** Exercises to complete **
1. Copy a passage from the text on the legality of the federal income tax word for word: begin at the words that include "Another point raised" and stop after "to the Constitution.".
2. Answer these questions from the text on the legality of the federal income tax.
(a) In what year was the 16th Amendment adopted?
(b) Which chamber of Congress refused to consider the resolution to outlaw the income tax?
(c) According to the text, on what basis did apportioned taxes divide the tax burden among the states?

** Text shown **
* * * * * * *

You’re by no means the first one to offer up that query, as the issue has spawned a fair amount of debate in recent years. If you don’t think so, check out any of the hundreds of Web sites that question the legality of income tax. Just last year the House of Representatives approved a resolution to outlaw the income tax, but the measure died when the Senate refused to consider it.

But, since you asked, here are five good reasons paying your federal income taxes is pretty much a must:

Reason 1: Congress said so.
At the heart of the brouhaha is the 16th Amendment to the Constitution, adopted in 1913, which established a federal income tax. Its full text is: “The Congress shall have power to lay and collect taxes on incomes, from whatever source derived, without apportionment among the several states, and without regard to any census of enumeration.”

We should note that Congress approved the 16th amendment in 1909, the same year it established a corporate income tax. Ratification took another four years. It wasn't the first time an income tax was approved. An income tax was imposed on the North during the Civil War. Another was declared unconstitutional in 1895 and led directly to the 16th amendment.

Reason 2: Enough states approved the amendment.
Other legal authorities have no doubt that the federal income tax amendment was ratified by a sufficient number of states and in the proper manner.

Reason 3: Even though the Internal Revenue Code doesn’t explicitly say so, the IRS has the authority to collect an income tax.
Another point raised by income tax opponents is that nowhere does a law exist that specifically empowers the federal government to collect an income tax.

Reason 4: The federal income tax does not run counter to the Constitution.
Yet another argument anti-income tax forces make is that the income tax violates the Constitution by the fact that it’s neither a uniform nor an apportioned tax (A quick legal lesson: uniform, as the name implies, means that the tax is applied the same throughout the country. Apportioned tax refers to clauses in the Constitution that required taxes to be apportioned among the states based on population -- the more people, the greater the tax burden.)

Reason 5: Why risk fines and/or jail time?
Legal authorities who say federal income tax is perfectly legal note that courts have consistently ruled against citizens who refuse to pay their just due. Fines -- and occasional time in the slammer -- have been meted out as a result of such cases.

* * * * * * *

** Exercise data **
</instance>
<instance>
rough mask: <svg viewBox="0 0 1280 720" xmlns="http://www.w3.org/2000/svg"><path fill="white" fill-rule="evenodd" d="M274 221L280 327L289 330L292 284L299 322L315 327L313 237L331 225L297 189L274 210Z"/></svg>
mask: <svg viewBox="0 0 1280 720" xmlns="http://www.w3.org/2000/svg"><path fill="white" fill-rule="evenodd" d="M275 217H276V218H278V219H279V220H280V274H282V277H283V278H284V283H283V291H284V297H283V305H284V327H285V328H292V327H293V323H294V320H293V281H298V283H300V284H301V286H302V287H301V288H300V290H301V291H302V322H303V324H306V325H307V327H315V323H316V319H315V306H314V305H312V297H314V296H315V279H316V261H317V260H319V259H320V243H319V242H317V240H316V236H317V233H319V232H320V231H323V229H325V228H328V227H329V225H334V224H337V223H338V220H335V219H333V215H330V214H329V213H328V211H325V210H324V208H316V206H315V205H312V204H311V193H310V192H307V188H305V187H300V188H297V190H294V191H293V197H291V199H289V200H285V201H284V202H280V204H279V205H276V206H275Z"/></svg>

* * * * * * *

** Solutions to the exercise **
1.
Another point raised by income tax opponents is that nowhere does a law exist that specifically empowers the federal government to collect an income tax.

Reason 4: The federal income tax does not run counter to the Constitution.

2.
(a) 1913
(b) The Senate
(c) Population: the more people, the greater the tax burden.